[Start of section]

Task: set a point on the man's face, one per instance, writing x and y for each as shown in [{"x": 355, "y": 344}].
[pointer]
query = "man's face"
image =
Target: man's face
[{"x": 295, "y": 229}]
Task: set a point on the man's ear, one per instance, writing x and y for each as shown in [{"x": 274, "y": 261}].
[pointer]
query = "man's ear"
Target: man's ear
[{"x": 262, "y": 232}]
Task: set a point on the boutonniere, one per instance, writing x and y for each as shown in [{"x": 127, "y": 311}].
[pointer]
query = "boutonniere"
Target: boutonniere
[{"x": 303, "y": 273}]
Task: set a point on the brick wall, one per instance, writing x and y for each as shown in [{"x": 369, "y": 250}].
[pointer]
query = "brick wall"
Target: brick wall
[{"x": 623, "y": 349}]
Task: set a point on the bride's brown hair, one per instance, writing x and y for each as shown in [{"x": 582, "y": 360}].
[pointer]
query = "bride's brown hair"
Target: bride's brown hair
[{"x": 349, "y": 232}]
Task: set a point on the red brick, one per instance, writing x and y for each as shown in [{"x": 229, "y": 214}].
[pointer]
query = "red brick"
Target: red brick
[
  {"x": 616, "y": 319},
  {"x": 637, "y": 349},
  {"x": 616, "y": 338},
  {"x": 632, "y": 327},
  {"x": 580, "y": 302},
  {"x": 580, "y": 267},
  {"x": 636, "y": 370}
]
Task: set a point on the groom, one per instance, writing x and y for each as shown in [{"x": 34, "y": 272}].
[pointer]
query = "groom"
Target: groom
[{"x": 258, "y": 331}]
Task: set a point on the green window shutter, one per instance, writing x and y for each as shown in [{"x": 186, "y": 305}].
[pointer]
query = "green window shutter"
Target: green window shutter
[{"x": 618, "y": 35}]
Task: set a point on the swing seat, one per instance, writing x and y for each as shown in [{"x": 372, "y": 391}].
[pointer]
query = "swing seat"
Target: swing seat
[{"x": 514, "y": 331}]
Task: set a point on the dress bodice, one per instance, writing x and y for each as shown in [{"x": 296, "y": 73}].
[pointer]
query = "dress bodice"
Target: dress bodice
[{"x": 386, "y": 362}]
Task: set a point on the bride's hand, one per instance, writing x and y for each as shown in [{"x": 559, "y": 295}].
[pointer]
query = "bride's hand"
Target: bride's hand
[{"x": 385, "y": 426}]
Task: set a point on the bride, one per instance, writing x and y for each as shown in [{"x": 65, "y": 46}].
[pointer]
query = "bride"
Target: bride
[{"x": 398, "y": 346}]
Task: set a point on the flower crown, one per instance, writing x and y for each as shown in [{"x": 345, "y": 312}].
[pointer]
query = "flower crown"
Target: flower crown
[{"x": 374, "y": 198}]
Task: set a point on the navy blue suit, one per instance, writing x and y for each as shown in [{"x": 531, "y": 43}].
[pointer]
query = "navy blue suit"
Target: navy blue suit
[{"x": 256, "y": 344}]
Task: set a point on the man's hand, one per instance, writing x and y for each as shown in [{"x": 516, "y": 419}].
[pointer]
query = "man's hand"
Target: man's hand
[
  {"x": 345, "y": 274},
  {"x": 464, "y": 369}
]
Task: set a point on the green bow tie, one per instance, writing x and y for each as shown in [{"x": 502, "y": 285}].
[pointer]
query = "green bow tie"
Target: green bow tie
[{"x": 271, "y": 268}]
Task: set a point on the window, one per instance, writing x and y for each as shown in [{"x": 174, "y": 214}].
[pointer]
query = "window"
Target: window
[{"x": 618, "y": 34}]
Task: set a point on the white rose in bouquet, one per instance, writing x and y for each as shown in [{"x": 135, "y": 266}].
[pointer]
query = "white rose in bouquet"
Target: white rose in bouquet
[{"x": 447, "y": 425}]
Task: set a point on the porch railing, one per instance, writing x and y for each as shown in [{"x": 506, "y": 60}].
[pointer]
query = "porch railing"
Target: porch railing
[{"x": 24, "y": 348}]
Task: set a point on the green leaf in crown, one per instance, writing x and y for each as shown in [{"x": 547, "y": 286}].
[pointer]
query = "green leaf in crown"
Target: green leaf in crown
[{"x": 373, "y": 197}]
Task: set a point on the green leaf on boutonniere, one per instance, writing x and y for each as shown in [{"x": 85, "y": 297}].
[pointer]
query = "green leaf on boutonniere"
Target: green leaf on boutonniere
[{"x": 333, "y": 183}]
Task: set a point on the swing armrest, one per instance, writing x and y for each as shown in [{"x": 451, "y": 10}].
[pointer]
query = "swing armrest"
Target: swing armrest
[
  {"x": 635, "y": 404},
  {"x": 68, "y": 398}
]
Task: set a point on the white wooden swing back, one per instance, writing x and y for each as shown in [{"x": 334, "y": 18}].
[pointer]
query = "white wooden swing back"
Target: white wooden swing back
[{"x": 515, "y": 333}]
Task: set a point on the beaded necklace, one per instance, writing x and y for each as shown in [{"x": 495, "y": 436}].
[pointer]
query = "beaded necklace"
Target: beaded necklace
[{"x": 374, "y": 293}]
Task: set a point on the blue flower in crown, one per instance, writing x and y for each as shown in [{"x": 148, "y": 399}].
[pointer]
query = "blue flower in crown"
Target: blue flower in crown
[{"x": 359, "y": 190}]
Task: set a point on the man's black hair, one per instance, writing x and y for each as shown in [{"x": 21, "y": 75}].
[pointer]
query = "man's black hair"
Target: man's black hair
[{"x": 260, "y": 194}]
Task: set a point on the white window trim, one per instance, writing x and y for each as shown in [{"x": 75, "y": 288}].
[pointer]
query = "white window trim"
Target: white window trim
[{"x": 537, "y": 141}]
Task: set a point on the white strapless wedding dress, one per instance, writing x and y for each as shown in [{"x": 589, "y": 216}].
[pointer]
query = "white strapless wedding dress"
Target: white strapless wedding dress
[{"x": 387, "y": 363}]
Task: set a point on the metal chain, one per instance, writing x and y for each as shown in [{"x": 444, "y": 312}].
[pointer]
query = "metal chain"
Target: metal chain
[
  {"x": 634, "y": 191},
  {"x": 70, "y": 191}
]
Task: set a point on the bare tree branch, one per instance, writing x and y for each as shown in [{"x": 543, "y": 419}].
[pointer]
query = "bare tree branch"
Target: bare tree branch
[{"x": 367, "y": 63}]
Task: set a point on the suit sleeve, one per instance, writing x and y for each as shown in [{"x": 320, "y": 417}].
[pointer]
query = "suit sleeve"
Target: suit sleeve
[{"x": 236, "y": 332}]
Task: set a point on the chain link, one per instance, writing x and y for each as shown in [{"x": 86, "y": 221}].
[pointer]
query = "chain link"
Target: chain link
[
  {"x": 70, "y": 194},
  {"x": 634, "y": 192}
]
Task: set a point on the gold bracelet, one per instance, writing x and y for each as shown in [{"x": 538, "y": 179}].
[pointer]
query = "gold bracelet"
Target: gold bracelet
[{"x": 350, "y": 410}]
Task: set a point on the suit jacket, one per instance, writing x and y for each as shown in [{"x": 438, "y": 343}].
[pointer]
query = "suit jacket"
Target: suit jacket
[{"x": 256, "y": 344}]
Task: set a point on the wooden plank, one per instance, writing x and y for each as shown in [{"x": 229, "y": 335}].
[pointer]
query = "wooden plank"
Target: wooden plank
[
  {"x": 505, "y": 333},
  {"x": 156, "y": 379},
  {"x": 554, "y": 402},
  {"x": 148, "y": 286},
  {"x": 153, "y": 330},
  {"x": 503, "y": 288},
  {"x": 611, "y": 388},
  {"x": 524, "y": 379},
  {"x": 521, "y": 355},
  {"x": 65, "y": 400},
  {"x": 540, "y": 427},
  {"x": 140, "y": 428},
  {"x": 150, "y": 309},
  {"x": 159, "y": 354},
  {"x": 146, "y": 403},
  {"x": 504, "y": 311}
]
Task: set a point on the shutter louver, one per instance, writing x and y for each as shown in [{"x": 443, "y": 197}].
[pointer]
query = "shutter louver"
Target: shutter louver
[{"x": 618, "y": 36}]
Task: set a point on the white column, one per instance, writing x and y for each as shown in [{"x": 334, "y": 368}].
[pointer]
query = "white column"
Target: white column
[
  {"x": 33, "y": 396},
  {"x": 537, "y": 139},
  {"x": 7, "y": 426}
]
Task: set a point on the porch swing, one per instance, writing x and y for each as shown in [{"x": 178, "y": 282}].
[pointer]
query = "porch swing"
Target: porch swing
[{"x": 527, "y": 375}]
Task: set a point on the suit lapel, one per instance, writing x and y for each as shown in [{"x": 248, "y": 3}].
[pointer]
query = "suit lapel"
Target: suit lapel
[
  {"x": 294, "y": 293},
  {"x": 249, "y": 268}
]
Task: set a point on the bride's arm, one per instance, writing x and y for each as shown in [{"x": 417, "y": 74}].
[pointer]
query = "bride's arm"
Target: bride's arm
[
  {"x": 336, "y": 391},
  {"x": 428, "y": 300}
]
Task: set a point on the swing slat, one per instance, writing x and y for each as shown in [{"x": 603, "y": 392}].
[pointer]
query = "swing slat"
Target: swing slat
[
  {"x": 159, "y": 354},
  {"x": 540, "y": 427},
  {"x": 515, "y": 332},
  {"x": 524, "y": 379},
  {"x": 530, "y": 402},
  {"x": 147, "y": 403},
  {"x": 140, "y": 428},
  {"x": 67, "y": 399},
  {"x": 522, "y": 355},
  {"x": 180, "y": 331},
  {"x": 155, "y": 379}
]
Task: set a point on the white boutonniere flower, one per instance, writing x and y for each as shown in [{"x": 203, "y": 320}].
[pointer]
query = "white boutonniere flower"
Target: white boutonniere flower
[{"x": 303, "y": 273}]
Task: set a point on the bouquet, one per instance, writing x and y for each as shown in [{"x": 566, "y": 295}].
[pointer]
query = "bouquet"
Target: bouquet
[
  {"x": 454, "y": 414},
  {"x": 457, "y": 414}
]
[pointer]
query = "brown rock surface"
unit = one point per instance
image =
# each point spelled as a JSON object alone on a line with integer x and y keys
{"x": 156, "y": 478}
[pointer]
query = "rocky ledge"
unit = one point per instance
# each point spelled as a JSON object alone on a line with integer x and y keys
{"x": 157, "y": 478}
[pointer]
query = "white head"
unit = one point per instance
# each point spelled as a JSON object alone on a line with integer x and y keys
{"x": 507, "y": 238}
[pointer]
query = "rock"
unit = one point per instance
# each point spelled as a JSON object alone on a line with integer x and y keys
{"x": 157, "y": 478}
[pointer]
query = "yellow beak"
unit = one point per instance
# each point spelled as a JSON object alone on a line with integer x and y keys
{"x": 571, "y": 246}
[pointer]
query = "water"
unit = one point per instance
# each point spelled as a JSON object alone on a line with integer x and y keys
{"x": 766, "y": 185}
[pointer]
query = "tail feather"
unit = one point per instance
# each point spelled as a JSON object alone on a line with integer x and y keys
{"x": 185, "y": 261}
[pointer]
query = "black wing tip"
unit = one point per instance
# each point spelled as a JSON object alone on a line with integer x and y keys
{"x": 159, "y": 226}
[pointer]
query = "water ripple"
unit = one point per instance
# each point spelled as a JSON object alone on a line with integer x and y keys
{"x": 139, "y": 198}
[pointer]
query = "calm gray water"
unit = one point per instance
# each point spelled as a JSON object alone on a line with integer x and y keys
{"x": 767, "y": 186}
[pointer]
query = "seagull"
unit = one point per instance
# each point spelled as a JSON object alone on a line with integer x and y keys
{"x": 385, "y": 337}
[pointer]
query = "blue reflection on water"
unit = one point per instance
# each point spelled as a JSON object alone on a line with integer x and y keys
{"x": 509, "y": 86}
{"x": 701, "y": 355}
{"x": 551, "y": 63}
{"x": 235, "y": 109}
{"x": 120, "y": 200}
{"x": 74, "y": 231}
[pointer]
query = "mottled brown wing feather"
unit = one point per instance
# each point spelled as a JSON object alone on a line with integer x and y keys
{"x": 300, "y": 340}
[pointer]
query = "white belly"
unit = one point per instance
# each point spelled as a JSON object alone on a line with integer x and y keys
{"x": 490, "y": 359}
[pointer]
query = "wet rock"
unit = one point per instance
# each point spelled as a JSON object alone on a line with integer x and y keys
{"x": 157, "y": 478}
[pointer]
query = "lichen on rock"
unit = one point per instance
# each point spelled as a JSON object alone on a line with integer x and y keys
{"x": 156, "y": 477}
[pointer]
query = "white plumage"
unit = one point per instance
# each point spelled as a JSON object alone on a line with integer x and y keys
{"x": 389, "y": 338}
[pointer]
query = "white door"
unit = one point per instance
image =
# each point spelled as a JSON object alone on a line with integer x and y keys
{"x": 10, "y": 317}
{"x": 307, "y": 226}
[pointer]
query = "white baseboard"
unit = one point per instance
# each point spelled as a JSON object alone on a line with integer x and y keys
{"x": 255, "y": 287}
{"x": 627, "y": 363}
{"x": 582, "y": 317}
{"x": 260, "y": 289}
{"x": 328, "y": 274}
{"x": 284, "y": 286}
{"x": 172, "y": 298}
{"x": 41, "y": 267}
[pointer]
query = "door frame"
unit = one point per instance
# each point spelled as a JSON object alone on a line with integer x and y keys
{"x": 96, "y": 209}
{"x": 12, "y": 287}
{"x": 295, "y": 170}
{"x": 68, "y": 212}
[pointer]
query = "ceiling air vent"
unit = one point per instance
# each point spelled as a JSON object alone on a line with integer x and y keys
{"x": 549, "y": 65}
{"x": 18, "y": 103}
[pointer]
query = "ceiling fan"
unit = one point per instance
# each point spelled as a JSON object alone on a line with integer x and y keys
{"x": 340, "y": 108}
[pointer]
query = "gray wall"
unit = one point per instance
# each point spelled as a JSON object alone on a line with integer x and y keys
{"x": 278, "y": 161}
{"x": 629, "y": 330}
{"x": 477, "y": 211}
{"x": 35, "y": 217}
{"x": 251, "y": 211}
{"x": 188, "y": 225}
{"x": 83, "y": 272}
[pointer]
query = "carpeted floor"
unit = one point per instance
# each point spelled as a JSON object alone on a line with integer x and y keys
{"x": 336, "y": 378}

[End of section]

-- Instructions for the task --
Answer with one number only, the count of lines in the listing that hold the word "gray".

-- Answer area --
2